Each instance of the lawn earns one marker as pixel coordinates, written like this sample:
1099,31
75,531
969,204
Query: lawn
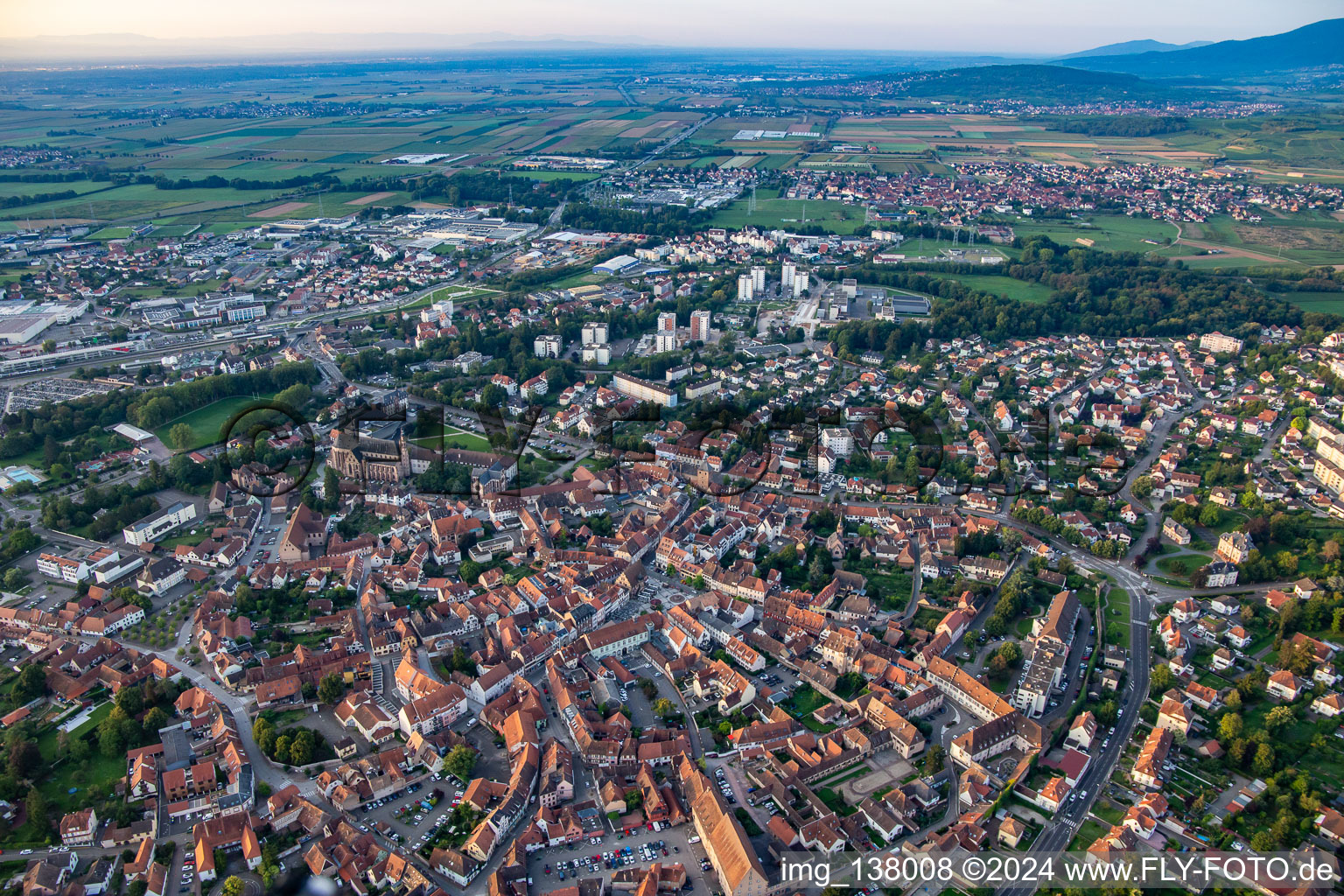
772,211
1022,290
1088,835
1117,612
1109,233
456,438
207,422
804,702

- - - - -

What is being asked:
From the first line to the last, retype the entries above exactly, minus the pictures.

Exercise answer:
Each instance of the lawn earns one marker as pixel coordinates, written like this sample:
1099,31
75,531
969,204
Query: lawn
772,211
1022,290
1088,835
1117,612
1109,233
456,438
207,422
804,702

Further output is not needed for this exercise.